→ **Data shown**
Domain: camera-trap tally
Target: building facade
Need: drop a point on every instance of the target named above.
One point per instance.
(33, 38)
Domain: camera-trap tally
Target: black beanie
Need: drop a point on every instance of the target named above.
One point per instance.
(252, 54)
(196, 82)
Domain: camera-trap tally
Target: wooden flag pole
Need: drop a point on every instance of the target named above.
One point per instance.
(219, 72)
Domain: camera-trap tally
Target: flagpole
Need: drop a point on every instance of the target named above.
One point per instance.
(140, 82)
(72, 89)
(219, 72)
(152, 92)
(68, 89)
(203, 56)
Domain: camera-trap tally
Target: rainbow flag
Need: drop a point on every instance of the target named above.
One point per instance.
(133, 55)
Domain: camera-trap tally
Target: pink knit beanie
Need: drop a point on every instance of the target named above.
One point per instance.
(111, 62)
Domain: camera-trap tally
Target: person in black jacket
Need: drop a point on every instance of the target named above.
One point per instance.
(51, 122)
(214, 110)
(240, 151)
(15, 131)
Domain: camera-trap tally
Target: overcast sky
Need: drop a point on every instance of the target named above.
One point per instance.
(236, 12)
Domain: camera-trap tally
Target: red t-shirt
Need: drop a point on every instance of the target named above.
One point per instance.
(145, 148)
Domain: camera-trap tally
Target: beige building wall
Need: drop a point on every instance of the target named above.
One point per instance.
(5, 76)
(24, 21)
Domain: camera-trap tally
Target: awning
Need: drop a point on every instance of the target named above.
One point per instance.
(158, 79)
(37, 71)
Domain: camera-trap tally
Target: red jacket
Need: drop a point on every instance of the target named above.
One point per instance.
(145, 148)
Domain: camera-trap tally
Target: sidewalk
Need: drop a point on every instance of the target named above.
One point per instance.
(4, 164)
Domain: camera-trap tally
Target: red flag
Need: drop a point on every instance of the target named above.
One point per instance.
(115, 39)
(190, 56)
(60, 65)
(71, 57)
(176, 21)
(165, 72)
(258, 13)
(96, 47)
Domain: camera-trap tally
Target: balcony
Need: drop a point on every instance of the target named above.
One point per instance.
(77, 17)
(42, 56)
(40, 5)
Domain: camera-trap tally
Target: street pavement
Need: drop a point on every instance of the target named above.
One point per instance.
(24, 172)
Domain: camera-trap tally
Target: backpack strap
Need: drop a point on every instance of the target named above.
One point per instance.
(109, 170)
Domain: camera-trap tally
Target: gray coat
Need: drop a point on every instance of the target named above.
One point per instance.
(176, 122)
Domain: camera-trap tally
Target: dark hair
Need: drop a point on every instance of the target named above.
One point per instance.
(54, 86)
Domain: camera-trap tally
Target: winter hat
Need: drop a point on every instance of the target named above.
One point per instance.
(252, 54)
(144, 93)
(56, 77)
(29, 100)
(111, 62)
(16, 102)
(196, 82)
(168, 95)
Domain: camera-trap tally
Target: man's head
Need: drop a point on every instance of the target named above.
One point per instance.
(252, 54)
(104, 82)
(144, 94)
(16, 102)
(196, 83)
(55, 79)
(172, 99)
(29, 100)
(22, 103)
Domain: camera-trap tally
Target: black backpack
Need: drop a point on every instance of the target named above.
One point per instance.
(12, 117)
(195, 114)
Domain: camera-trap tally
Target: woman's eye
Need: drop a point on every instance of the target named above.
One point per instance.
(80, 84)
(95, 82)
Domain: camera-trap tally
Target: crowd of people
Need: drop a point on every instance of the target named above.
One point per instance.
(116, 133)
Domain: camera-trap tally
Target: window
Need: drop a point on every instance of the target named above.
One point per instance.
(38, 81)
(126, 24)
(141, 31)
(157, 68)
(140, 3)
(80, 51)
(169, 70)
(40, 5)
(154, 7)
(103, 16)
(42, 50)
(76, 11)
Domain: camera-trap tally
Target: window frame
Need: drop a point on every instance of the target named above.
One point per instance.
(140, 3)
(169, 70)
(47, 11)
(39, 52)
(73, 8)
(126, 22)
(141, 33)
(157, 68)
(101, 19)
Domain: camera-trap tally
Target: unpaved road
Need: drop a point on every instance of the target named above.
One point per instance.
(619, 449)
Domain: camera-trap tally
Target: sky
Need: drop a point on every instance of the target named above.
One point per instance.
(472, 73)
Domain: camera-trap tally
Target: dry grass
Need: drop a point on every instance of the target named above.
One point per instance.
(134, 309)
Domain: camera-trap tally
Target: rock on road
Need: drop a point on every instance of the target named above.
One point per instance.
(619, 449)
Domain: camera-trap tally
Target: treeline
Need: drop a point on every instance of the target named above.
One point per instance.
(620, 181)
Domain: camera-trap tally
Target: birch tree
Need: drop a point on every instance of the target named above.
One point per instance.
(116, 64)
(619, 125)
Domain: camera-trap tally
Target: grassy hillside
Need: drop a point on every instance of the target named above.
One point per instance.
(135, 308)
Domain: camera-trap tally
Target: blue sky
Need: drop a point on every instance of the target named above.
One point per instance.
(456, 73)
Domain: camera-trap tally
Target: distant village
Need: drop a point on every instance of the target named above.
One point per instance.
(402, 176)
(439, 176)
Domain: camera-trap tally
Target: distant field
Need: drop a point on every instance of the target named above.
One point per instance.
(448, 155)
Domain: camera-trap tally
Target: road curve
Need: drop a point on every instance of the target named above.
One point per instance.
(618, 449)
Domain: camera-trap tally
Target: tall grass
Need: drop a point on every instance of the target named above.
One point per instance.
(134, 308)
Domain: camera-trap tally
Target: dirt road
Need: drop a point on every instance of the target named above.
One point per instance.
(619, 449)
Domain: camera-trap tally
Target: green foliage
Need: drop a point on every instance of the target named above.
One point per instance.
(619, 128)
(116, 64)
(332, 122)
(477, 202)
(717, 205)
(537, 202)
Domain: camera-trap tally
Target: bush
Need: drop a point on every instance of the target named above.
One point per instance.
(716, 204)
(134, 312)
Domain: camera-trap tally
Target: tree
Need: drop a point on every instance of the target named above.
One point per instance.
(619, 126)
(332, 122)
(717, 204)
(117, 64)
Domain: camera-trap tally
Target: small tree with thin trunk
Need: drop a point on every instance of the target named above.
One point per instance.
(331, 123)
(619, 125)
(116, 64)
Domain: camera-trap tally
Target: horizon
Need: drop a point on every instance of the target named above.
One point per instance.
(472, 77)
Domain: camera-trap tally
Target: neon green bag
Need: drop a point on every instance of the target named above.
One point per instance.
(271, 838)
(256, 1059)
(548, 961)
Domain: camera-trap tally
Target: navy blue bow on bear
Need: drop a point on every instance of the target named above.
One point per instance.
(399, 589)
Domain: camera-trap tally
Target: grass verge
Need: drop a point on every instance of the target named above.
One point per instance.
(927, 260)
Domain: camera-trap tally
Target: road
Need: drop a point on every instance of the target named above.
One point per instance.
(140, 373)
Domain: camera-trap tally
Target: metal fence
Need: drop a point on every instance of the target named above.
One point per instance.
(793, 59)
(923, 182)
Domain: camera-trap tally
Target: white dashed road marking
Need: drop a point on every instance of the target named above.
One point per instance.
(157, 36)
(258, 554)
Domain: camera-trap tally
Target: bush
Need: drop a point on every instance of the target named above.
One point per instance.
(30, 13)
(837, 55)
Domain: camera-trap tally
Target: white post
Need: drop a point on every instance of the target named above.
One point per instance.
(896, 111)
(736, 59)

→ **Task**
Extract every line of the material above that contains the word "beanie", and copy each one unchanged.

→ **Written response**
Target: black beanie
Target: pink knit beanie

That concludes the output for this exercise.